Natural-language object grounding data:
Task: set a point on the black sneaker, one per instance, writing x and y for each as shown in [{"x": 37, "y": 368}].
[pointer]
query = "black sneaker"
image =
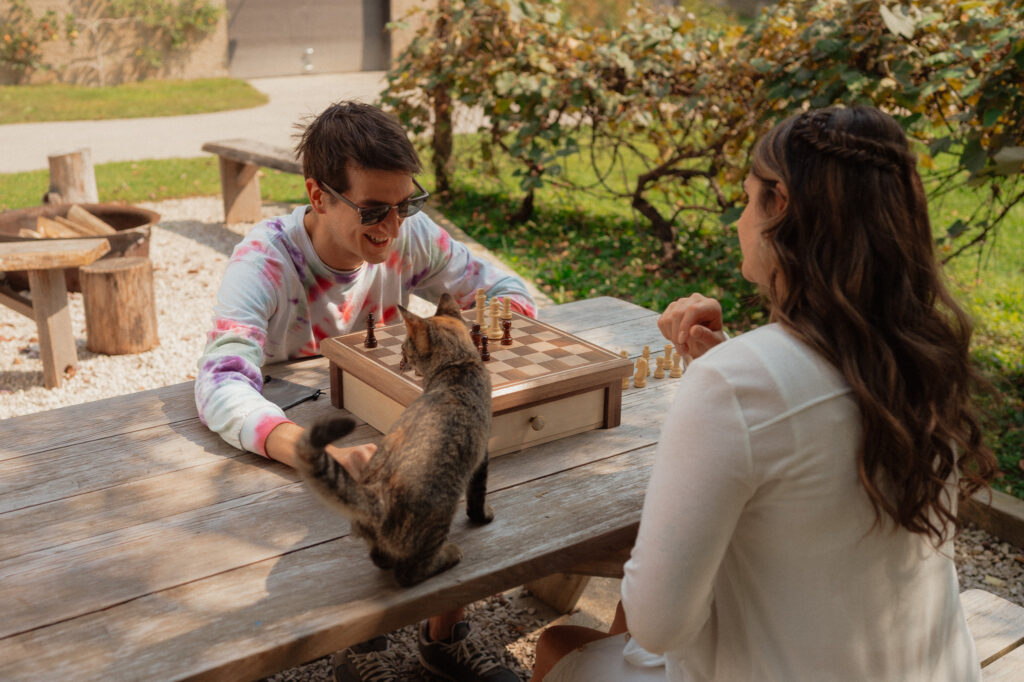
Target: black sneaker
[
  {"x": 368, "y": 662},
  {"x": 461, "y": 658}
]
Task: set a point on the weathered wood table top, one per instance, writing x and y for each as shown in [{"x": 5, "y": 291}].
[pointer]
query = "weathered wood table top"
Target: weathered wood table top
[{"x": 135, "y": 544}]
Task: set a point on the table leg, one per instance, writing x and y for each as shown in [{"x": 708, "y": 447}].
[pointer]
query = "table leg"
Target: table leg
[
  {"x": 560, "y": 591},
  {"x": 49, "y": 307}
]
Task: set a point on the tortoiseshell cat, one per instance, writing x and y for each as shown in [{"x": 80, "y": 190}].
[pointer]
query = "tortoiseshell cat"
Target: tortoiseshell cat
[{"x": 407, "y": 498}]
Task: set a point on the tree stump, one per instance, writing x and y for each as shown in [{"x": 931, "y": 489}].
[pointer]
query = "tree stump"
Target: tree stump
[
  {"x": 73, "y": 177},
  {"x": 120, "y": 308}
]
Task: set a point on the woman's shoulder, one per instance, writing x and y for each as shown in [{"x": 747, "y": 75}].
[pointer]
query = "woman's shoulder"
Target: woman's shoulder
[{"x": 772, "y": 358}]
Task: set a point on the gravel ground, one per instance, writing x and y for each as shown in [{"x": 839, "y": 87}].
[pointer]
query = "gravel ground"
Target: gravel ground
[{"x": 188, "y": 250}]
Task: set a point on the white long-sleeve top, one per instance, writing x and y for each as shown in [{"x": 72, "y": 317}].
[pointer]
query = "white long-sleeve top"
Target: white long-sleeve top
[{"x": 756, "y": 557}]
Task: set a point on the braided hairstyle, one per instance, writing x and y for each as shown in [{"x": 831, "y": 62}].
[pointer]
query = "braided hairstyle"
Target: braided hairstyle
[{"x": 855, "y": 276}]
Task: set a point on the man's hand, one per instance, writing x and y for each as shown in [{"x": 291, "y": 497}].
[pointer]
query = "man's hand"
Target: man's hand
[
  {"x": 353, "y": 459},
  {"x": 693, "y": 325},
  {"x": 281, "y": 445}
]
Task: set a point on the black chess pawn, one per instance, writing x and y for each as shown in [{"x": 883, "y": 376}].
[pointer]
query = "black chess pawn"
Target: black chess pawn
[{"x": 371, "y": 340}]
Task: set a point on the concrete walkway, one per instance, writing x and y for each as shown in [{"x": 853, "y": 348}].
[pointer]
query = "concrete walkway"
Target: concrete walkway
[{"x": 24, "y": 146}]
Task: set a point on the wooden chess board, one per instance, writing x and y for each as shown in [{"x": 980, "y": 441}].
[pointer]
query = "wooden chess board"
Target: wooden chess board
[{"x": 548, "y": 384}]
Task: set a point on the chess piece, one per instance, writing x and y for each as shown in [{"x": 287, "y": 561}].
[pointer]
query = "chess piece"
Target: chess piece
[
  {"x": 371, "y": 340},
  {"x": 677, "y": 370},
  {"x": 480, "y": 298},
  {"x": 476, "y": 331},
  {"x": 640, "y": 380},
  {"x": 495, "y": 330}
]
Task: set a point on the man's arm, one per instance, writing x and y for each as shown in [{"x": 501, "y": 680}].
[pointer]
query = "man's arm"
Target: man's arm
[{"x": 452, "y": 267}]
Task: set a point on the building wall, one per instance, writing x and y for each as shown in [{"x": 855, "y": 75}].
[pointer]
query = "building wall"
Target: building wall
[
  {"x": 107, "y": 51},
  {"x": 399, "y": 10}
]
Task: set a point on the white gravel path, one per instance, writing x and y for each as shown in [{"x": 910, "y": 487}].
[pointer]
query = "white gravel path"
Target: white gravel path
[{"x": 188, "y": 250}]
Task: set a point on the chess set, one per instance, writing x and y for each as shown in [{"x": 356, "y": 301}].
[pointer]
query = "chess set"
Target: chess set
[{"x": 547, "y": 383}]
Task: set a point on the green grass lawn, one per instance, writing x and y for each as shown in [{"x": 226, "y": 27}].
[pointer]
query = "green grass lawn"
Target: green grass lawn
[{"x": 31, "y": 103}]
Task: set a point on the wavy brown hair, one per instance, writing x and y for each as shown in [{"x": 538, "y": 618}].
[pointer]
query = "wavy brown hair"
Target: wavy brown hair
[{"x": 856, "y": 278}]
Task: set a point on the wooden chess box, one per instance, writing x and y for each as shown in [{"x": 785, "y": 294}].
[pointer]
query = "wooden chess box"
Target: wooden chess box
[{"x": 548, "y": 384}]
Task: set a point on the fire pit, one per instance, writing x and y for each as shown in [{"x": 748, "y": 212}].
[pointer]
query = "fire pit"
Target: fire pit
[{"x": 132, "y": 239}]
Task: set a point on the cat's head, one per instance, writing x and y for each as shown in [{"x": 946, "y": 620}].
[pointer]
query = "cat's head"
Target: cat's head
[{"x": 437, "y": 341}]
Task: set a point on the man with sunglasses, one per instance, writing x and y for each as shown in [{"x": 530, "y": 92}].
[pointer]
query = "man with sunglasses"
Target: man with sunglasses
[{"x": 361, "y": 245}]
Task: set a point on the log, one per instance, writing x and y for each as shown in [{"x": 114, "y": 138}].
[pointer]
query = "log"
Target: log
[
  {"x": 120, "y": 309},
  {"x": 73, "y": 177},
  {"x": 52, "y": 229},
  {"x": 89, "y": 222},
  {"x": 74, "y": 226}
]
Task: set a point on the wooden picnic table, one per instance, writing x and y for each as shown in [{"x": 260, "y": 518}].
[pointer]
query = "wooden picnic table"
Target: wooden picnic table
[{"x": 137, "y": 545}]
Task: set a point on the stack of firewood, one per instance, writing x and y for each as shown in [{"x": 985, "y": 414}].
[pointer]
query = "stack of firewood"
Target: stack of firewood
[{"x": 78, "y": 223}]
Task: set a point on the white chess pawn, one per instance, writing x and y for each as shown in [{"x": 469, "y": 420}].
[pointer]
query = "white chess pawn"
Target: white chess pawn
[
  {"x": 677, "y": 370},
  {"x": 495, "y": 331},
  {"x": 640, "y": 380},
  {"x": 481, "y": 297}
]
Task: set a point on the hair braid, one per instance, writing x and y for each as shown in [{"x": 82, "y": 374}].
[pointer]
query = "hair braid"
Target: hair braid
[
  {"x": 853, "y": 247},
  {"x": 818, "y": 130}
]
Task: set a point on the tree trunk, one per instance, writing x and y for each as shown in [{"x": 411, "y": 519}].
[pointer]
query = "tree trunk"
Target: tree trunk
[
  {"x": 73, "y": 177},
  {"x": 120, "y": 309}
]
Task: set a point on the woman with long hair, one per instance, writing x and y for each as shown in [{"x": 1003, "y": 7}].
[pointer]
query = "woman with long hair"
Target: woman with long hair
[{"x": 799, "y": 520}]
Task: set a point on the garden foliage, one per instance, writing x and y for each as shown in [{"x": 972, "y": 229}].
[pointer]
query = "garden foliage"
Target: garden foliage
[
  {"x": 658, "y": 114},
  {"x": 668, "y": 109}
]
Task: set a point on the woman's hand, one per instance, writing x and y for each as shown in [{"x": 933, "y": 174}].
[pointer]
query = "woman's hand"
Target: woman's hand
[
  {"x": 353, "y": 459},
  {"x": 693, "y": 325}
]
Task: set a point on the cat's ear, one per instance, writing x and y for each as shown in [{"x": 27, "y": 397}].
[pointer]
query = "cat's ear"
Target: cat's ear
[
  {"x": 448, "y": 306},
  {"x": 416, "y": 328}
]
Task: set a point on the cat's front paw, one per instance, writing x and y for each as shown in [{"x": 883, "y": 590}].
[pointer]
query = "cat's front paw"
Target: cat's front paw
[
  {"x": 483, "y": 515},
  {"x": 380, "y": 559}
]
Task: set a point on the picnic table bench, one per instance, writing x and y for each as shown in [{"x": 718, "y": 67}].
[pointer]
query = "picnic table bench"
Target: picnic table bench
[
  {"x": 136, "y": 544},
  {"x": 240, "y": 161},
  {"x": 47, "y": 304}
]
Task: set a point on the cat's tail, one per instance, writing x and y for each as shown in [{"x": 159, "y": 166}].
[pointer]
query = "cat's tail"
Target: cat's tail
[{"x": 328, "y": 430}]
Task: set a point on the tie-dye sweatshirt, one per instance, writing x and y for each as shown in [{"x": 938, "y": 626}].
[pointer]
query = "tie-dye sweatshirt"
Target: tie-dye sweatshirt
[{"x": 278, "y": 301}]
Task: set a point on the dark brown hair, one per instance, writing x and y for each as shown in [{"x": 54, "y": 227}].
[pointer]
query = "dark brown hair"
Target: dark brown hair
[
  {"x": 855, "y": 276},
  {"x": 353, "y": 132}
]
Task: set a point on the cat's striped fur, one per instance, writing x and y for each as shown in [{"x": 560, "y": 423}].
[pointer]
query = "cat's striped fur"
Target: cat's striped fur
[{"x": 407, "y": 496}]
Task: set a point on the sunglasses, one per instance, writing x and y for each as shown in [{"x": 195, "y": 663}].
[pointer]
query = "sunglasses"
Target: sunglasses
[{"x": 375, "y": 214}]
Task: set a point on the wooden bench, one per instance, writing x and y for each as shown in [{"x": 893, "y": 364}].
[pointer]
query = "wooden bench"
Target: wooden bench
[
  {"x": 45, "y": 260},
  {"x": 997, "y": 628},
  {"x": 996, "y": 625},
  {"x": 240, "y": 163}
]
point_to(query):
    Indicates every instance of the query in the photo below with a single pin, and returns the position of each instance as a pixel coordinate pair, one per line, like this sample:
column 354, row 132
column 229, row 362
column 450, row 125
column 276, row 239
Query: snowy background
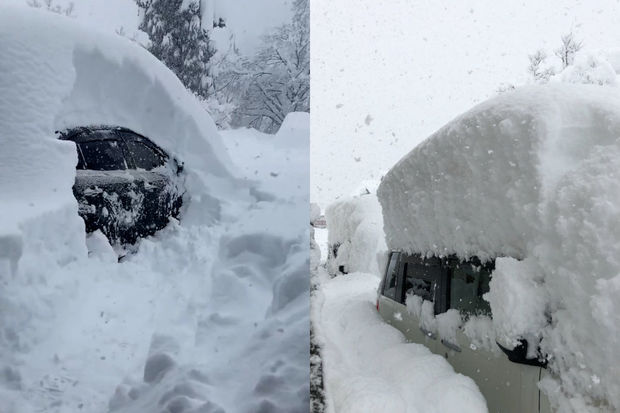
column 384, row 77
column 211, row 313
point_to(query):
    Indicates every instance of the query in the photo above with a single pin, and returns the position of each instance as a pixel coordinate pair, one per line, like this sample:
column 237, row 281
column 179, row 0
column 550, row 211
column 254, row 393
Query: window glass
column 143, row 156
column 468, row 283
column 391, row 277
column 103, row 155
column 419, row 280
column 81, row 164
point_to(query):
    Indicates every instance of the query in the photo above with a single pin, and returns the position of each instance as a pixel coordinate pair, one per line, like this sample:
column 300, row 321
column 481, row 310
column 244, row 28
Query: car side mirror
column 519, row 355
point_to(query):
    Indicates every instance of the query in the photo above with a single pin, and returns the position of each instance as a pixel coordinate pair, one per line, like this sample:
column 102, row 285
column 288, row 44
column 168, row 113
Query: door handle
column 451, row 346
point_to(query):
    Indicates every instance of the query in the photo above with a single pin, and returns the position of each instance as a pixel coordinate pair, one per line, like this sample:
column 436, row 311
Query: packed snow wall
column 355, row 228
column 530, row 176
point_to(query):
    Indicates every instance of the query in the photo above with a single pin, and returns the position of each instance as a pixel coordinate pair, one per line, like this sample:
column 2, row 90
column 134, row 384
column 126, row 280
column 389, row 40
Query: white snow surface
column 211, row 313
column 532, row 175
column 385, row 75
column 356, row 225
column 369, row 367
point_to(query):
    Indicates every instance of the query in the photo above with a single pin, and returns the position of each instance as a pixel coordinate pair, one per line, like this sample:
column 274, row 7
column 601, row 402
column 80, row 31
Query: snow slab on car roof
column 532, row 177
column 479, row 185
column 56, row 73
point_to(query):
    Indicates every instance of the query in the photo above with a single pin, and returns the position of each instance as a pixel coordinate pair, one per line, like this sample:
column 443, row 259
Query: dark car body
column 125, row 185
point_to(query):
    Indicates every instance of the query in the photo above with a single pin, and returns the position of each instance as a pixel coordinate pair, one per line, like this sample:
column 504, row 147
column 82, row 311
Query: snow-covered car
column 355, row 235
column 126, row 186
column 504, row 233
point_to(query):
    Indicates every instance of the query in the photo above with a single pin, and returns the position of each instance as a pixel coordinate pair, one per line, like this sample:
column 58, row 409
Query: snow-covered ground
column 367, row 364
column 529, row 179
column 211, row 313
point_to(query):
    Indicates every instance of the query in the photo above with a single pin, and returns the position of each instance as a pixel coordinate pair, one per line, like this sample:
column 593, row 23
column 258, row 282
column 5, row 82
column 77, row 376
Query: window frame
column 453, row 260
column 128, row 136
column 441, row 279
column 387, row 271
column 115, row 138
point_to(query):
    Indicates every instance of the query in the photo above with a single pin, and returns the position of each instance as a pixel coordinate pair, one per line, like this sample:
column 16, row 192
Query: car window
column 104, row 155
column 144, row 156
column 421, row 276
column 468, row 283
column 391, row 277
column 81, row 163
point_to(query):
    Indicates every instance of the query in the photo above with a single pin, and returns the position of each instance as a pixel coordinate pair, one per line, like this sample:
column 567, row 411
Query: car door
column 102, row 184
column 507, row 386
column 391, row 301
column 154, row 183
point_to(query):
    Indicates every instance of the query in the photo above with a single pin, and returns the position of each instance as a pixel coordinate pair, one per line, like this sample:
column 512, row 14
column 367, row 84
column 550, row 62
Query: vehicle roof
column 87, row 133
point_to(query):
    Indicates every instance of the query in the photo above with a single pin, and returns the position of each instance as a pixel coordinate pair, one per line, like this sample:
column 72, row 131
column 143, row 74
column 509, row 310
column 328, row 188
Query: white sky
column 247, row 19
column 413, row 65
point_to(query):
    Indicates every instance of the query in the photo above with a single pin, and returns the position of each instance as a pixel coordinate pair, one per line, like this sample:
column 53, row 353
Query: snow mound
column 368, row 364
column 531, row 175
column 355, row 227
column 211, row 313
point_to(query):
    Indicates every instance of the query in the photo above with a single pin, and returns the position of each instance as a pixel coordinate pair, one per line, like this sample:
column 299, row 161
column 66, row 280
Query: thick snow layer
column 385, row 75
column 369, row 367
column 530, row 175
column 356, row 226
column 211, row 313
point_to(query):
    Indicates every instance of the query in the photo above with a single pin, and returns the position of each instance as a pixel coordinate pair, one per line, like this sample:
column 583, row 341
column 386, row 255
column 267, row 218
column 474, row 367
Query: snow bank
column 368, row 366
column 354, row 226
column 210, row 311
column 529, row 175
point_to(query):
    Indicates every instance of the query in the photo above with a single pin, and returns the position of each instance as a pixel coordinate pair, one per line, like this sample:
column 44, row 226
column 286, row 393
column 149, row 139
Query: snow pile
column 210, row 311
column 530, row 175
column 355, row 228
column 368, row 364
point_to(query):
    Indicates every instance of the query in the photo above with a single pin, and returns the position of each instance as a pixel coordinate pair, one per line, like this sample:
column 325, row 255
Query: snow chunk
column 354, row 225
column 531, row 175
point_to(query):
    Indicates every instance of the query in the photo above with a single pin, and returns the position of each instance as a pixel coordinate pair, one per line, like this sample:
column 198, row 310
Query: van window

→ **What this task involves**: With the line containing "Query: snow chunk" as the first and the final line of the entries above as the last, write out that span exactly and nothing more.

→ **Answer to the problem**:
Query: snow chunk
column 354, row 225
column 531, row 175
point_to(query):
    Indicates every instance of the query in the photo above with a single pin, and returns the position of each instance as a pixel coordinate pair, one per line, like this sample:
column 198, row 310
Query: van window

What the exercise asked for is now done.